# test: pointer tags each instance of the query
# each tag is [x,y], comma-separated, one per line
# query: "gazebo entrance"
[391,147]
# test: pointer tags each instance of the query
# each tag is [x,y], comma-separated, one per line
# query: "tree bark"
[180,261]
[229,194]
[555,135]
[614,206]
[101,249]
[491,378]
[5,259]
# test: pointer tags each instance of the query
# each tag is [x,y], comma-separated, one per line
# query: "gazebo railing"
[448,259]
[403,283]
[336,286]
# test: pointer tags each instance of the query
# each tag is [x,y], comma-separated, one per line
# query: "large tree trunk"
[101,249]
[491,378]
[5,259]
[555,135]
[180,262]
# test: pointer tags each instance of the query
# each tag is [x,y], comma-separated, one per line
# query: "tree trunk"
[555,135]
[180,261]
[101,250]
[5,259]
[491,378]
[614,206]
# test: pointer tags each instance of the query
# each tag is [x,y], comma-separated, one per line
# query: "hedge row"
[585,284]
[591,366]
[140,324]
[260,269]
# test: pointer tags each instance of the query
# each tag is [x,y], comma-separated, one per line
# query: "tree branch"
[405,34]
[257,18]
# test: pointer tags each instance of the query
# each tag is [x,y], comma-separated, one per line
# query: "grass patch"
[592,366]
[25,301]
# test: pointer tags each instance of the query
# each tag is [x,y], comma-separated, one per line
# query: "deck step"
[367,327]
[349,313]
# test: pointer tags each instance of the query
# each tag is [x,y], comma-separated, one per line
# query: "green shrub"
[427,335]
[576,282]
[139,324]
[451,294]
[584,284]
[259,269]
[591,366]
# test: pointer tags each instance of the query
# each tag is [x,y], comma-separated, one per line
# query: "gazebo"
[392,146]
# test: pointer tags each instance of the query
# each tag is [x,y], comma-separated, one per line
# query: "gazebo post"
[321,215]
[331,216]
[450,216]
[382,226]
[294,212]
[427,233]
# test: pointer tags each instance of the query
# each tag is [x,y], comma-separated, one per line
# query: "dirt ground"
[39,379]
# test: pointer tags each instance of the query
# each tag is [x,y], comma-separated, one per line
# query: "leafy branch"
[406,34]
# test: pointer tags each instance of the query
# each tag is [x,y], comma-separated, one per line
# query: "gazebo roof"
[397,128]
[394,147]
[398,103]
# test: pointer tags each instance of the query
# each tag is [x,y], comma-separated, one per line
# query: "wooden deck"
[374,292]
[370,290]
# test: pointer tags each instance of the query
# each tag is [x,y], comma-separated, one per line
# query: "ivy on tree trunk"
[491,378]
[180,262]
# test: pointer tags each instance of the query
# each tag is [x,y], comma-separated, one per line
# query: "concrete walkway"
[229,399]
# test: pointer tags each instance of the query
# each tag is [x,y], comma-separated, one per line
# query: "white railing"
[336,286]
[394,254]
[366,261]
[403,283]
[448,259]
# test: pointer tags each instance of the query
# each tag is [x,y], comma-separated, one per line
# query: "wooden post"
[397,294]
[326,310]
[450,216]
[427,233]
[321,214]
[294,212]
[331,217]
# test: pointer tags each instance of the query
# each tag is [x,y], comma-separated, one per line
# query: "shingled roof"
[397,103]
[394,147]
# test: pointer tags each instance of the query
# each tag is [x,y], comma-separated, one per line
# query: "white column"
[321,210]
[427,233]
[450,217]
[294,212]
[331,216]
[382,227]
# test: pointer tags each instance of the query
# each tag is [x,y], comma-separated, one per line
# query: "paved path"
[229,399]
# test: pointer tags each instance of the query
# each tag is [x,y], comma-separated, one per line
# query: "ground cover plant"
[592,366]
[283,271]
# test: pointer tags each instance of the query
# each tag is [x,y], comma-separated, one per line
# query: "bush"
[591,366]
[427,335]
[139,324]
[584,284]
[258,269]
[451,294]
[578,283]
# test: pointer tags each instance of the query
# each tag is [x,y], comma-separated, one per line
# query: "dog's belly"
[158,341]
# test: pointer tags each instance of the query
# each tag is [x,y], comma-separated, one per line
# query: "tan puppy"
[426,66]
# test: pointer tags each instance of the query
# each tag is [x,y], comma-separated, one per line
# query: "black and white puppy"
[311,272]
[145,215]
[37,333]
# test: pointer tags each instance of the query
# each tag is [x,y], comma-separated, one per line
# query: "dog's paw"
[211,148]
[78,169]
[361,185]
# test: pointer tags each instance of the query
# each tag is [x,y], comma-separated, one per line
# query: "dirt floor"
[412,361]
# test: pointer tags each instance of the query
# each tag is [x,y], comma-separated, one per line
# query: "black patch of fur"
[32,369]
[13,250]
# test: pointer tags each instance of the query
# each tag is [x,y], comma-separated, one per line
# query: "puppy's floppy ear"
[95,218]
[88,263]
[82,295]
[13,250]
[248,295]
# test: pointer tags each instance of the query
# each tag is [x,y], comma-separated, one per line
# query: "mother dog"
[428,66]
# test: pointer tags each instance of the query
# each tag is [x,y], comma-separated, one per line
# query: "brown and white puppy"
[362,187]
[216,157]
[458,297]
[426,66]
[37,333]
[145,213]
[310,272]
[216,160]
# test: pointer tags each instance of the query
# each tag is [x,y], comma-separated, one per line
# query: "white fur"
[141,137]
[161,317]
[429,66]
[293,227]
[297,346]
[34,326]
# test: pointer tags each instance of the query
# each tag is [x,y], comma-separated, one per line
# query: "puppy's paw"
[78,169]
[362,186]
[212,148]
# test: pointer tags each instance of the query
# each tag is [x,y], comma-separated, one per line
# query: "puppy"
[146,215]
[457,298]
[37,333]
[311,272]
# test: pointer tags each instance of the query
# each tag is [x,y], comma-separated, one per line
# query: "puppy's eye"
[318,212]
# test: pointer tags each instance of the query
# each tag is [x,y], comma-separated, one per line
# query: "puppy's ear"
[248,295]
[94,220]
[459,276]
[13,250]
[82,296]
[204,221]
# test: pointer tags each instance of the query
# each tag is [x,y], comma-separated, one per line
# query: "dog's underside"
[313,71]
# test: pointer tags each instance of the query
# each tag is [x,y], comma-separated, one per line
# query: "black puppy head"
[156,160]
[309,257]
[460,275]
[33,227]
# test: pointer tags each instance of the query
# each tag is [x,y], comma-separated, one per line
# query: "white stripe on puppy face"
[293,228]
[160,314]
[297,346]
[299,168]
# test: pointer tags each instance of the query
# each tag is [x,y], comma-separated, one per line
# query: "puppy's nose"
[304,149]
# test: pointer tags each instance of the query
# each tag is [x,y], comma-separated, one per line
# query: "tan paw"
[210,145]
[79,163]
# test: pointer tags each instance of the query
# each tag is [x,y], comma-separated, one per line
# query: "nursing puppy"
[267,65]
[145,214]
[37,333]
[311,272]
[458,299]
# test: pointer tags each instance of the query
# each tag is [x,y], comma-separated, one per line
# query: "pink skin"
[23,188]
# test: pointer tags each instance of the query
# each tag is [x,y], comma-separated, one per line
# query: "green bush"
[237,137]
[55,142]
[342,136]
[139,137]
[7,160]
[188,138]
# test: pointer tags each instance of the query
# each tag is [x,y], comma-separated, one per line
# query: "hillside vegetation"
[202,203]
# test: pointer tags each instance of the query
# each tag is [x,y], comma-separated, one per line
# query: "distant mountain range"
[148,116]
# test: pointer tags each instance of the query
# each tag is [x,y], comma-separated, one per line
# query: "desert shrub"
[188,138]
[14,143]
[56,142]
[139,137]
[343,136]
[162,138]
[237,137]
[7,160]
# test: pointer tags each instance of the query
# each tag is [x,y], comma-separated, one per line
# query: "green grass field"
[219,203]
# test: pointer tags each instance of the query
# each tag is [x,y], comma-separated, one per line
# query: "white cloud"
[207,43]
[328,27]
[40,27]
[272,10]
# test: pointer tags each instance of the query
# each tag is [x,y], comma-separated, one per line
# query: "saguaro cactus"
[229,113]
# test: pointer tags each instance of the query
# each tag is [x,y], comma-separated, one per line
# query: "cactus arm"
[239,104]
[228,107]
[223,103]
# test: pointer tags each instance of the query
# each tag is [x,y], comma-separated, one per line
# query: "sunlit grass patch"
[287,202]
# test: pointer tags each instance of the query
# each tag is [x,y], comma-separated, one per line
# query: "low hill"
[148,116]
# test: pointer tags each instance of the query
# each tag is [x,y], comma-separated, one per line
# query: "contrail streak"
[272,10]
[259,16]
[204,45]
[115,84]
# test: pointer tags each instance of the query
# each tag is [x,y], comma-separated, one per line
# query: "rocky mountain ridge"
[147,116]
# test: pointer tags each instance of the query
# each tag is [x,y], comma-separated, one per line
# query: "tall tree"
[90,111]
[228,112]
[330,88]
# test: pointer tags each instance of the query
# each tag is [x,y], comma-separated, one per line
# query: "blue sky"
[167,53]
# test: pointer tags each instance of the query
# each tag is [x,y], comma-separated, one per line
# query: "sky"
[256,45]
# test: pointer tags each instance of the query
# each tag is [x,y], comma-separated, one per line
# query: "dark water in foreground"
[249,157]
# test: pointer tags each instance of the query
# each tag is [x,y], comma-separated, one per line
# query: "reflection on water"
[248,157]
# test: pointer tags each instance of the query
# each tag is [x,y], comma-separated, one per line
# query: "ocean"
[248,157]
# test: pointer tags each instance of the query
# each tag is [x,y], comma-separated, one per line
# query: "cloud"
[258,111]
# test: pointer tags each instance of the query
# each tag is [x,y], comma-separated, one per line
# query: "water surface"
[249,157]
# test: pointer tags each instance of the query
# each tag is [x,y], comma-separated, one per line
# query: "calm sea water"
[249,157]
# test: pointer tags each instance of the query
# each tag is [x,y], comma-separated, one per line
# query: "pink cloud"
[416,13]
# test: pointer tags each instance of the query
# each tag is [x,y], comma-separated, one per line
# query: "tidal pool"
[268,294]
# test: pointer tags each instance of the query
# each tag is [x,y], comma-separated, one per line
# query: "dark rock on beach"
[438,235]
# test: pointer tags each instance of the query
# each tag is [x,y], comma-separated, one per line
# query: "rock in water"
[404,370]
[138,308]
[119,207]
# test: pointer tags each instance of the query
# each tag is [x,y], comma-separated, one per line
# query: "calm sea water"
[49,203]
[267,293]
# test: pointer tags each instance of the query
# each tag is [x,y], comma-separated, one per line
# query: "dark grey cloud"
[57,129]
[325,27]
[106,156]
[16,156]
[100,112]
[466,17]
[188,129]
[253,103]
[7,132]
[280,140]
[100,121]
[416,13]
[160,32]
---
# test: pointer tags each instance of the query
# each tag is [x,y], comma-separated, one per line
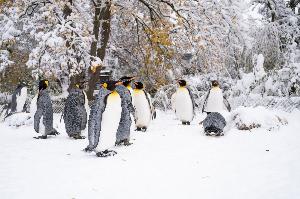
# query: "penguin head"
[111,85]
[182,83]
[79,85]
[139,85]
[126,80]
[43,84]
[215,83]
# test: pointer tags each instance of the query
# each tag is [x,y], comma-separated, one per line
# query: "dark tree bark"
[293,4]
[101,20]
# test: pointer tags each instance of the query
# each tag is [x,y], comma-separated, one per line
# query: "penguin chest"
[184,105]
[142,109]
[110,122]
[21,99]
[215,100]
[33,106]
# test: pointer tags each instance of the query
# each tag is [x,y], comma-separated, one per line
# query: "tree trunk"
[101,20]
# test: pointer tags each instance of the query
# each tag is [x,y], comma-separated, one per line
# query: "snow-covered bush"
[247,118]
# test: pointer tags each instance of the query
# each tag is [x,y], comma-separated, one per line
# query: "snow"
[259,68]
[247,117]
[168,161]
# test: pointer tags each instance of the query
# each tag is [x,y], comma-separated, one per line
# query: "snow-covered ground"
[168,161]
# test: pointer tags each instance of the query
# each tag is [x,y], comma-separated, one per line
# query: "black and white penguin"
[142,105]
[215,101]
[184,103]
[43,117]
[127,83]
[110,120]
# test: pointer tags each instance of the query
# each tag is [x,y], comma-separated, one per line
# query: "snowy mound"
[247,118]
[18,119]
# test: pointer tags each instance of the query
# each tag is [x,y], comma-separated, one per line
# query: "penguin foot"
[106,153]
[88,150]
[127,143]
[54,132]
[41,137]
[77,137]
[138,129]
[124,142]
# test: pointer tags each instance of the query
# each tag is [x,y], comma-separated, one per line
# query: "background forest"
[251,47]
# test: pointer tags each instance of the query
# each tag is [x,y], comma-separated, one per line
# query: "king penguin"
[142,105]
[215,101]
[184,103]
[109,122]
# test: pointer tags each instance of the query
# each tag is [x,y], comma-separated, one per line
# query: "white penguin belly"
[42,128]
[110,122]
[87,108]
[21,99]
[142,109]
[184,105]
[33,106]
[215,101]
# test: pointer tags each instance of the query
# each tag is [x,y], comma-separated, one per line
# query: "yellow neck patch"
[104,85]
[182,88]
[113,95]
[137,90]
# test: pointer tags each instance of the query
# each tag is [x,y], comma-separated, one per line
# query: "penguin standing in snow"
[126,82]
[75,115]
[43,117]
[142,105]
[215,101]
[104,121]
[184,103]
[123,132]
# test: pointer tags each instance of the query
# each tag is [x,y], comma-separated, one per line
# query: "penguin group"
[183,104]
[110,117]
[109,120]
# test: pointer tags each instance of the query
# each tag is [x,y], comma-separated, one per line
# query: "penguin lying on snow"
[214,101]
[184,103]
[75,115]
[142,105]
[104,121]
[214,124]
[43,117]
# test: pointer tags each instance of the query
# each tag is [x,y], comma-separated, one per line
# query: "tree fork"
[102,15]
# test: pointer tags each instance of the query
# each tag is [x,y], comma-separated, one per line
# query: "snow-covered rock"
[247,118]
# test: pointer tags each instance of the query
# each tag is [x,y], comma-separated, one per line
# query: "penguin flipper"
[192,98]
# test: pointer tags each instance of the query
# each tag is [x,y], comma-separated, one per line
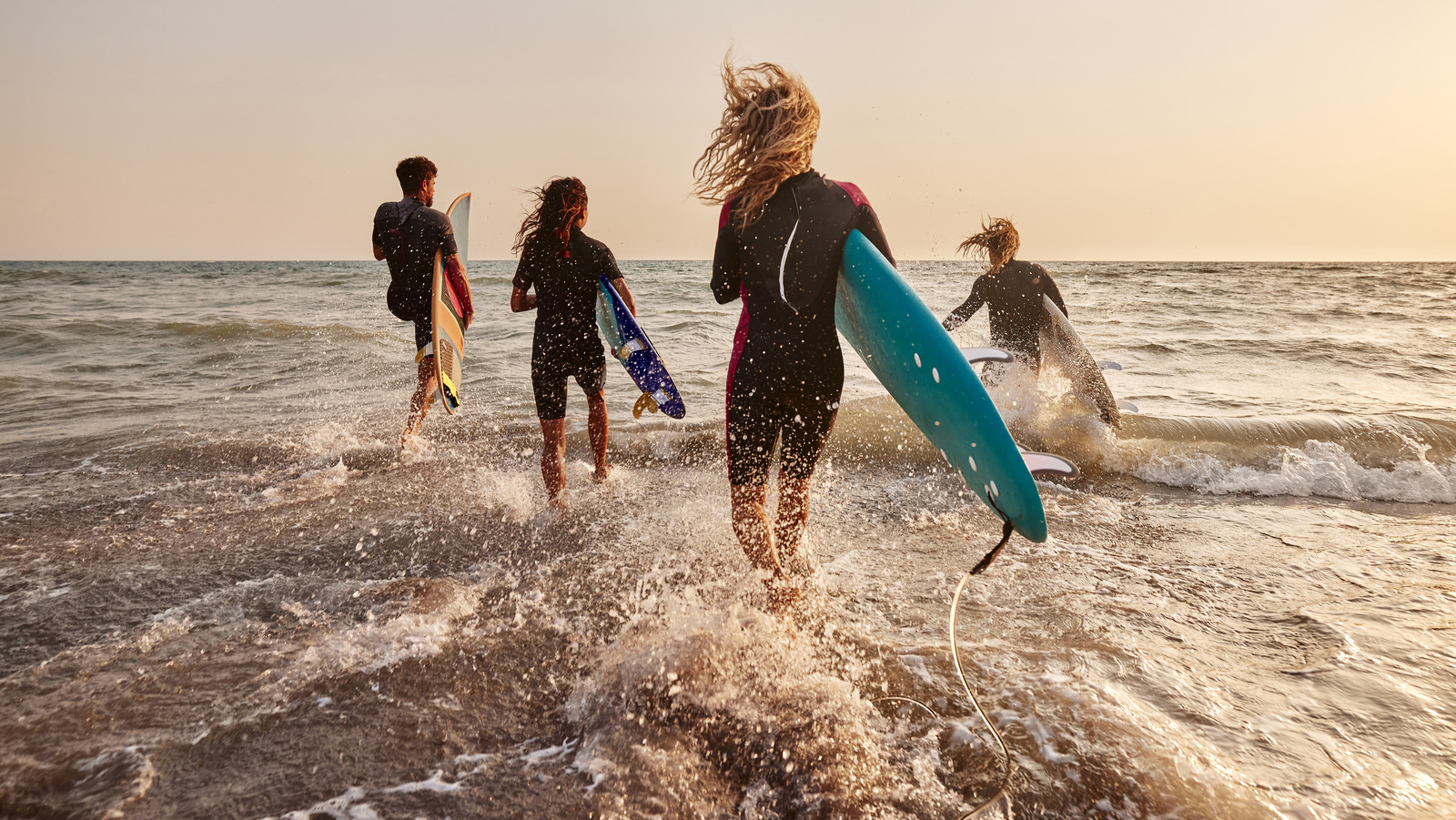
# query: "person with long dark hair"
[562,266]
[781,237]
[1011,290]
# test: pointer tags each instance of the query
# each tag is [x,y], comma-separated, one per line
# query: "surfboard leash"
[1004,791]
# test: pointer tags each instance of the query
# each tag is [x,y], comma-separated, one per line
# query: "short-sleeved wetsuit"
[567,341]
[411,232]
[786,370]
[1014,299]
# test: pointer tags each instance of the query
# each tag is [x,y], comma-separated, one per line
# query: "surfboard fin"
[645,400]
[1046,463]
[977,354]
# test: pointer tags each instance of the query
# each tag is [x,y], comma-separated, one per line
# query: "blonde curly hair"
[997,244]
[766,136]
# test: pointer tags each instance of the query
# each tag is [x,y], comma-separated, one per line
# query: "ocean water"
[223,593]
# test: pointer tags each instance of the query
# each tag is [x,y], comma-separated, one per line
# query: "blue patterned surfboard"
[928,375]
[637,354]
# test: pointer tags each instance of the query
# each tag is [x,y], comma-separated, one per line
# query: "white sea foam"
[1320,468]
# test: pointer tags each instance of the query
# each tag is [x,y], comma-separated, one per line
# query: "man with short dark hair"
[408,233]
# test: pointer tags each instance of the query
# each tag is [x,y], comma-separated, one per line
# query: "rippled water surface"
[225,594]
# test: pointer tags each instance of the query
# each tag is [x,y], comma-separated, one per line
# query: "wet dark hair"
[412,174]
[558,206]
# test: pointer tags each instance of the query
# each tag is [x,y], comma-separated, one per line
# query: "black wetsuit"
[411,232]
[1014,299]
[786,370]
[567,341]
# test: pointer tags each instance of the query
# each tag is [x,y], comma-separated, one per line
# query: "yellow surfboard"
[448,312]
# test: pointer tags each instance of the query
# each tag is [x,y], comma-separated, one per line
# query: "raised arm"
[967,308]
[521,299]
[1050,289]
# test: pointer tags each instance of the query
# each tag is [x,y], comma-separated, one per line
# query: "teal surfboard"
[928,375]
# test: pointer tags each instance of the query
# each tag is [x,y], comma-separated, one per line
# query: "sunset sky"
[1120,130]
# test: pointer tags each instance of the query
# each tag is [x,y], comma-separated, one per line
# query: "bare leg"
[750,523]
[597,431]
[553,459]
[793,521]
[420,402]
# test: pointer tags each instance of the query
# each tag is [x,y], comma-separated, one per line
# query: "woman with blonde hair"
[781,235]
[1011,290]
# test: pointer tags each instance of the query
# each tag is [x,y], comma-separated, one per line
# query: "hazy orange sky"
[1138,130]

WHAT IS BEING ASKED - Count the lines of the records above that contain the string "post" and give only that number.

ANSWER TO THE EXERCISE - 2